#### [GOAL 1]
Show each line in the records that contains the word "navy".

#### [EXTRACTED TEXT]
>> Begin

It is easy to see that if $A$ is nonempty, then $\omega(A)$ is a
nonempty, closed, invariant set, so $(\omega(A),f)$ is a
dynamical system. If $\varphi: (X,f) \rightarrow (Y,g)$ is a
homomorphism, then $\varphi(\omega_{f}(A)) =
\omega_{g}(\varphi(A))$.
\begin{dfn}
A dynamical system $(X,f)$ is chaotic, if the set of its periodic
points is dense in $X$ and if for any open nonempty sets $U,V
\subseteq X$ there exists $k>0$ with $f^{k}(U) \cap V \neq 0$
(topological transitivity). The system $(X,f)$ has chaotic
limits, if for each $x \in X$ there exists $A \subseteq X$, such
that $x \in A$ and $\omega(A)$ is chaotic.
\end{dfn}
\noindent
In particular a finite system is chaotic iff it is an orbit of a
periodic point, and any finite system has chaotic limits. If
$\omega(x)$ is a periodic orbit for each $x \in X$, then $(X,f)$
is a system with chaotic limits. Moreover if $X$ or $\omega(X)$
is chaotic, then $(X,f)$ has chaotic limits. It is easy to see
that a factor of a chaotic dynamical system is chaotic, and a
factor of a system with chaotic limits has chaotic limits.
\section{Finite automata}
Let $A$ be a finite alphabet and $N=\{0,1,...\}$ the set of
non-negative integers. We frequently use alphabet $2=\{0,1\}$.
Denote $A^{N}= \{u = u_{0}u_{1}... : u_{i} \in A \}$ the set of
infinite sequences of letters of $A$, $A^{*}$ the set of finite
sequences, and $\overline{A^{*}} = A^{*} \cup A^{N}$. Denote
$:u:$ the length of a sequence $u \in \overline{A^{*}}$,
($0 \leq :u: \leq \infty)$, and $\wedge$ the word of zero length so,
$u_{i}=\wedge$ for $i>:u:$. Denote $u_{:i} = u_{0}...u_{i-1}$ the
initial substring of $u$ of length $i$, and write $u \sqsubseteq v$,
if $u$ is an initial substring of $v$. If $u \in A^{*}$,
denote $\overline{u} \in A^{N}$ the infinite repetition of $u$,
defined by $\overline{u}_{k:u:+i} = u_{i}$. Define a metric
$\varrho_{A}$ on $\overline{A^{*}}$ by $\varrho_{A}(u,v) =
2^{-n}$, where $n = \inf\{i \geq 0: u_{i} \neq v_{i} \}$.

>> End

#### [GOAL 2]
According to the dynamical systems excerpt, when is a finite system chaotic?

Dataset excerpts on object pointing
>> Begin

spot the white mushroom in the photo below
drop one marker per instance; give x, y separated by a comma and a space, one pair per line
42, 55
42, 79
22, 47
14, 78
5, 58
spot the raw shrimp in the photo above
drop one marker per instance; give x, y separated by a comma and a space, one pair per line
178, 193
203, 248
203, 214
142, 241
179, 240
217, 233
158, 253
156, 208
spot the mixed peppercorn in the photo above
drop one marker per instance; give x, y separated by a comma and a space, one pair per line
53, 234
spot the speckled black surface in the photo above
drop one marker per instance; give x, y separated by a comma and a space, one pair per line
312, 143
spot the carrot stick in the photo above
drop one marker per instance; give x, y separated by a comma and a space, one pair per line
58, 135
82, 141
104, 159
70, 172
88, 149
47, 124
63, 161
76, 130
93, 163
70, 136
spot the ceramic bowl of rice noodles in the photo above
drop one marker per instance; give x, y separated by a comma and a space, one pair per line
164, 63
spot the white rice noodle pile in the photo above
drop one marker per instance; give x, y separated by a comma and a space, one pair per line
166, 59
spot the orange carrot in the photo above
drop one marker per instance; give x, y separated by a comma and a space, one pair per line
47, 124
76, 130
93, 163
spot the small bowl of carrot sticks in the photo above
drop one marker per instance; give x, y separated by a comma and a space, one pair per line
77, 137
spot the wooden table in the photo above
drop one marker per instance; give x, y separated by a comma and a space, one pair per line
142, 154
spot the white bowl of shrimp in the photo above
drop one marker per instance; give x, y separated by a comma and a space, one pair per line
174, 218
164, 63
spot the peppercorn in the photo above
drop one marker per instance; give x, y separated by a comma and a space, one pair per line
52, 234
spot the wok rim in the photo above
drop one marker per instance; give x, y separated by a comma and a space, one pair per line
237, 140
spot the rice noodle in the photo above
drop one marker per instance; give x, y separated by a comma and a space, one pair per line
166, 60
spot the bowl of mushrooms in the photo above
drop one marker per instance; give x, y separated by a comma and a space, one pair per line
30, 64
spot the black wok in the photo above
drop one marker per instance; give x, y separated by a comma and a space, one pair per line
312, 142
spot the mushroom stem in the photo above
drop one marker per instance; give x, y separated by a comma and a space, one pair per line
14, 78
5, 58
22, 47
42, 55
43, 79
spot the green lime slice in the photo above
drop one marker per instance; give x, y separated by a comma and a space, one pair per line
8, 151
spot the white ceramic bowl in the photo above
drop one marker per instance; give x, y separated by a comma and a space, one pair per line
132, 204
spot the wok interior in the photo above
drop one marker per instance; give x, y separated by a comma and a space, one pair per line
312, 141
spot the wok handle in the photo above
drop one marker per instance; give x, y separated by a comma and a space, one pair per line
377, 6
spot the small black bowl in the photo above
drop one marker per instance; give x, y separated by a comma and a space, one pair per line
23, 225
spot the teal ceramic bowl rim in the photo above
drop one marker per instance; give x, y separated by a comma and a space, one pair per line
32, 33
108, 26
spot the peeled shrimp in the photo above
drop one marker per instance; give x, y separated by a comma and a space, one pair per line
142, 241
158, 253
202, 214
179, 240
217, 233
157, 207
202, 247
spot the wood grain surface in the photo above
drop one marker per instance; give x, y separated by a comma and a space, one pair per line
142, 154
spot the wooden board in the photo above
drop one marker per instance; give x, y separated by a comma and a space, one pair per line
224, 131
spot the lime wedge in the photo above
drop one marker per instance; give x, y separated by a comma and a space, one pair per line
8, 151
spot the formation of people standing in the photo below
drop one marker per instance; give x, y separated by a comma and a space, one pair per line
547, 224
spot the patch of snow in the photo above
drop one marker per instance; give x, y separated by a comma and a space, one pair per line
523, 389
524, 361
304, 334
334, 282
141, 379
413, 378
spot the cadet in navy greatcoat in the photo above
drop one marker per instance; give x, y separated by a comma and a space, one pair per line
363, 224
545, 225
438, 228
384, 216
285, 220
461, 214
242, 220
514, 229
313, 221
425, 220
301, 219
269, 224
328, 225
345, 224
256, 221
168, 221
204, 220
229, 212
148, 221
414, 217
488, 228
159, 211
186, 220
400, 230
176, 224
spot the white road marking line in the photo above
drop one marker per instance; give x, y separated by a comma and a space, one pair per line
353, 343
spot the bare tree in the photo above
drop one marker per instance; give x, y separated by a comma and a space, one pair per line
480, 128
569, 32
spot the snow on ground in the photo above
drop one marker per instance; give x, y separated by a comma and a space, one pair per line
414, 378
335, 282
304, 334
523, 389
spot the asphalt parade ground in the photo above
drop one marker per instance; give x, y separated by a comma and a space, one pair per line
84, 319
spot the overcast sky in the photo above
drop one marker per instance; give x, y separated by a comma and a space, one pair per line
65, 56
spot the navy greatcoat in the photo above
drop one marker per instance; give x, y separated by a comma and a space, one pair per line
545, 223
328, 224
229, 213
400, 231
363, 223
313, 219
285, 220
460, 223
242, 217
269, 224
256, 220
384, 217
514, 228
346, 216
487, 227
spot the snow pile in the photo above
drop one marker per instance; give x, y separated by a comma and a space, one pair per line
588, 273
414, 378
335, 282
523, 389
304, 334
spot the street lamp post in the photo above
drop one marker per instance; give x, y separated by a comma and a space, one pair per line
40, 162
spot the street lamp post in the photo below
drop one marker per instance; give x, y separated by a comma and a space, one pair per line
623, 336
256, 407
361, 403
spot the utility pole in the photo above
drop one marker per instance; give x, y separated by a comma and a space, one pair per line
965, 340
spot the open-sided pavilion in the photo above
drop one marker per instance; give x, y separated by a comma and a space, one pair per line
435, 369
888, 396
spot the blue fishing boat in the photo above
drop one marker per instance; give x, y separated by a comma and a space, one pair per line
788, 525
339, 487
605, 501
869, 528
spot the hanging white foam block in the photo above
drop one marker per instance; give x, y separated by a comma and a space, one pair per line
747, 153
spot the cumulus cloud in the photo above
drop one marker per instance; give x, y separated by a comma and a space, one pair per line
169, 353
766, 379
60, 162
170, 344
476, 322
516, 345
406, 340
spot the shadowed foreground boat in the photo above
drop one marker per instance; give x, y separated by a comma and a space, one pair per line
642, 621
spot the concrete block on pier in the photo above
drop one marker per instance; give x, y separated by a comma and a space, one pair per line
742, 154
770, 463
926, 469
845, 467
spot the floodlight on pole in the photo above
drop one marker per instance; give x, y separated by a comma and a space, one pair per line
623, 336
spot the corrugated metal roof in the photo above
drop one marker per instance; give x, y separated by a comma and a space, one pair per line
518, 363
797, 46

>> End

#### [WORKED SOLUTION 1]
spot the cadet in navy greatcoat in the photo above
spot the navy greatcoat in the photo above

#### [WORKED SOLUTION 2]
A finite system is chaotic if and only if it is an orbit of a periodic point.